Top of DATA UNDER STUDY

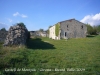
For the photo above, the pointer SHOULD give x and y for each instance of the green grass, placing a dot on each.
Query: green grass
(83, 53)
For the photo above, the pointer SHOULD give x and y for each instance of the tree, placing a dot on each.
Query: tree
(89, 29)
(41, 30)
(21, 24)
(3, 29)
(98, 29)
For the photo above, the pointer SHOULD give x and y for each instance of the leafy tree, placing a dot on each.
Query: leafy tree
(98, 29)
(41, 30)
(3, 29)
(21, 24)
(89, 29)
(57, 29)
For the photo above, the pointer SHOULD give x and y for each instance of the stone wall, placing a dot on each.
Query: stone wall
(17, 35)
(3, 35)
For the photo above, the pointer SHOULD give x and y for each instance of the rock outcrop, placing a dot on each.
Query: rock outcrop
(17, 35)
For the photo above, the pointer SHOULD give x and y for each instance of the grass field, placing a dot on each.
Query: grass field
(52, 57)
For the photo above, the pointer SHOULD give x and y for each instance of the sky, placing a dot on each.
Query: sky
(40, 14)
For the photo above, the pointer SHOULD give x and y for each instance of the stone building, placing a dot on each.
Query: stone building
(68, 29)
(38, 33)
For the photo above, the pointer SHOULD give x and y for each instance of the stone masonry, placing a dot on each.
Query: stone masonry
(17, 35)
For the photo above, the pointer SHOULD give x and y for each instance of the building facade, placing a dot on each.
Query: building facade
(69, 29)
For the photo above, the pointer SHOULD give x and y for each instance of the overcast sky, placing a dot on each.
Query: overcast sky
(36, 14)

Bottom of DATA UNDER STUDY
Top of DATA UNDER STUDY

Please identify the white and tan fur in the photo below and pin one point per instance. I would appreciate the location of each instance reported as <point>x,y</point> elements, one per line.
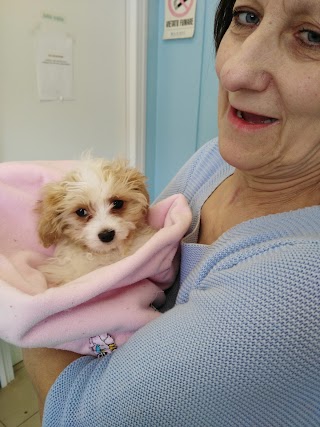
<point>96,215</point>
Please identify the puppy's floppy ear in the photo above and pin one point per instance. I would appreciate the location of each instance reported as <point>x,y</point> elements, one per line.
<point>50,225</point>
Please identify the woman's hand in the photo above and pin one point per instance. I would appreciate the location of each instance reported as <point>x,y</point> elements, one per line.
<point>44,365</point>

Bottom of DATA UNDER STUDY
Top of DATA UNDER STUDY

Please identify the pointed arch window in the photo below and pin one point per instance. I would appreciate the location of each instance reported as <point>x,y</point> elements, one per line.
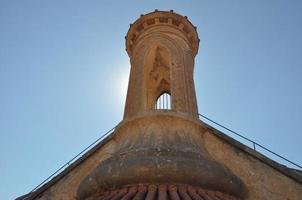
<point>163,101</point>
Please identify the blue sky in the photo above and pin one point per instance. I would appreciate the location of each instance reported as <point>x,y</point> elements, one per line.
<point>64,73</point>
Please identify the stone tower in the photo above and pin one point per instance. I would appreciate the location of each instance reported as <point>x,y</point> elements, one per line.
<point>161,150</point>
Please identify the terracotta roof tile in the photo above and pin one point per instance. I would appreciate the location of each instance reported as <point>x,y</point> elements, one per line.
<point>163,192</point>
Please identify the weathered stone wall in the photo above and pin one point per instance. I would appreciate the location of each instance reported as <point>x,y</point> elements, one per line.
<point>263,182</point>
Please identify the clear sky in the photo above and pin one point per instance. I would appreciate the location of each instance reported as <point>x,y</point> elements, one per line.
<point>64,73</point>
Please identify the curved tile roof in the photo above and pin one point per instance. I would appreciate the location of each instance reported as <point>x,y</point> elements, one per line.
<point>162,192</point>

Bottom of DATA UNDER STUDY

**TASK:** In the entries above, restate word for word the lines between the one holding "the sky, placing a dot on each." and the one holding "building, placing a dot on each.", inclusive, and nothing besides.

**WRITTEN ANSWER:**
For the photo above, the pointer SHOULD give x and y for each instance of the sky, placing a dot on each.
Query: sky
(40, 14)
For the photo above, the pointer SHOULD give x and y for each instance of the stone building, placing a dot on each.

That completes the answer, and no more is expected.